'''

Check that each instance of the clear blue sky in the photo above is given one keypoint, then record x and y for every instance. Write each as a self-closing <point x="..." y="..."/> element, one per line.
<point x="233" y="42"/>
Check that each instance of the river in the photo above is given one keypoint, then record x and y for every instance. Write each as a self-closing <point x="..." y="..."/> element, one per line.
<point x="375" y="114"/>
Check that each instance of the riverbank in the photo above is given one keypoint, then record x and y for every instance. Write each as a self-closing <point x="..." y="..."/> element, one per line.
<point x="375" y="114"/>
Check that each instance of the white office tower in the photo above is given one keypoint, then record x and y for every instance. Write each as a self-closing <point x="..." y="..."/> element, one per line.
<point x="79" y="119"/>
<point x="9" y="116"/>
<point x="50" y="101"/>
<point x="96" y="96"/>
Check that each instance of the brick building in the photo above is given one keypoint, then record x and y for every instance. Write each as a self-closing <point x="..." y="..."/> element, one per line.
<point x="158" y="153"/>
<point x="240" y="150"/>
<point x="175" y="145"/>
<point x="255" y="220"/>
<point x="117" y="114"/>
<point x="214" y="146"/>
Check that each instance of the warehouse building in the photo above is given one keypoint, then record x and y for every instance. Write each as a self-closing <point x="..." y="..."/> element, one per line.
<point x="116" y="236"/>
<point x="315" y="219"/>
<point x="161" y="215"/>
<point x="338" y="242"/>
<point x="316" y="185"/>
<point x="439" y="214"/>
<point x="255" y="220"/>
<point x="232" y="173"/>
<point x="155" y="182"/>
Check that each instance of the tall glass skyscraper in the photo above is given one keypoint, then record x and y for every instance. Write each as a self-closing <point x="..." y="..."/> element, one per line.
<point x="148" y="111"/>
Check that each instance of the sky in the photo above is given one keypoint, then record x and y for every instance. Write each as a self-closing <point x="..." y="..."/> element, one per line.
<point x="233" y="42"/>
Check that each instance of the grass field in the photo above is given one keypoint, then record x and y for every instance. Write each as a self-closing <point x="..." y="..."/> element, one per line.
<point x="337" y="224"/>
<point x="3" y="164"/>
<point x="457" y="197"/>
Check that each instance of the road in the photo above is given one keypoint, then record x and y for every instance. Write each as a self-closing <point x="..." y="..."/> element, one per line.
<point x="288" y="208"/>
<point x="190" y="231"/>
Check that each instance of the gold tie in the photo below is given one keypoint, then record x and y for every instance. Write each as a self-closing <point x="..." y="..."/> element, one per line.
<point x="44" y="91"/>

'''

- Work instructions -
In your answer, repeat each line of the material word for word.

- Finished exercise -
Check that each instance of the clear blue sky in the photo above is given one keypoint, then record x and y for every instance. Write each as a self-closing <point x="..." y="..."/> element, one per line.
<point x="233" y="42"/>
Check that each instance of the river in the photo above is given one keypoint, then record x and y for every instance. Write each as a self-closing <point x="..." y="..."/> element, one per line.
<point x="375" y="114"/>
Check that each instance of the riverbank in the photo above is given one keypoint, then record x and y for every instance. Write each as a self-closing <point x="..." y="..."/> element, one per line.
<point x="375" y="114"/>
Check that each instance of the white office tower in the photo above is given one keypoint, then record x and y for every instance. Write each as a self-closing <point x="..." y="..."/> element, one per line.
<point x="79" y="119"/>
<point x="9" y="116"/>
<point x="50" y="101"/>
<point x="96" y="96"/>
Check that each instance of the brick building in the photo above is given one keypoint, then record x and y for every instance. Write each as a self-closing <point x="..." y="..."/> element, one per line.
<point x="158" y="153"/>
<point x="240" y="150"/>
<point x="175" y="145"/>
<point x="255" y="220"/>
<point x="117" y="114"/>
<point x="214" y="146"/>
Check that each instance of the warehouse building in the photo above is given one keypoint, then record x and y for every instance. Write each as a self-closing <point x="..." y="..."/> element, one per line.
<point x="116" y="236"/>
<point x="315" y="219"/>
<point x="161" y="215"/>
<point x="338" y="242"/>
<point x="316" y="185"/>
<point x="439" y="214"/>
<point x="255" y="220"/>
<point x="232" y="173"/>
<point x="155" y="182"/>
Check that each instance of the tall glass skyscraper in the photo above is given one keypoint, then record x and y for every instance. Write each as a self-closing <point x="..." y="..."/> element, one per line.
<point x="148" y="111"/>
Check that each instance of the sky in the photo above is given one keypoint, then record x and y for every instance. Write each as a self-closing <point x="..." y="..."/> element, one per line.
<point x="233" y="42"/>
Check that each instance of the grass field in the photo above is given one keypoint, then record x and y for every instance. Write each as a self-closing <point x="..." y="..."/> element, one per line.
<point x="337" y="224"/>
<point x="3" y="164"/>
<point x="457" y="197"/>
Check that each instance of the road in the photo above is given one keypoint, then record x and y for every instance. Write each as a self-closing <point x="..." y="..."/> element, one per line.
<point x="288" y="208"/>
<point x="190" y="231"/>
Check that each instance of the gold tie in the photo below is given one keypoint, then record x and y for every instance. Write each as a self-closing <point x="..." y="..."/> element, one per line.
<point x="44" y="91"/>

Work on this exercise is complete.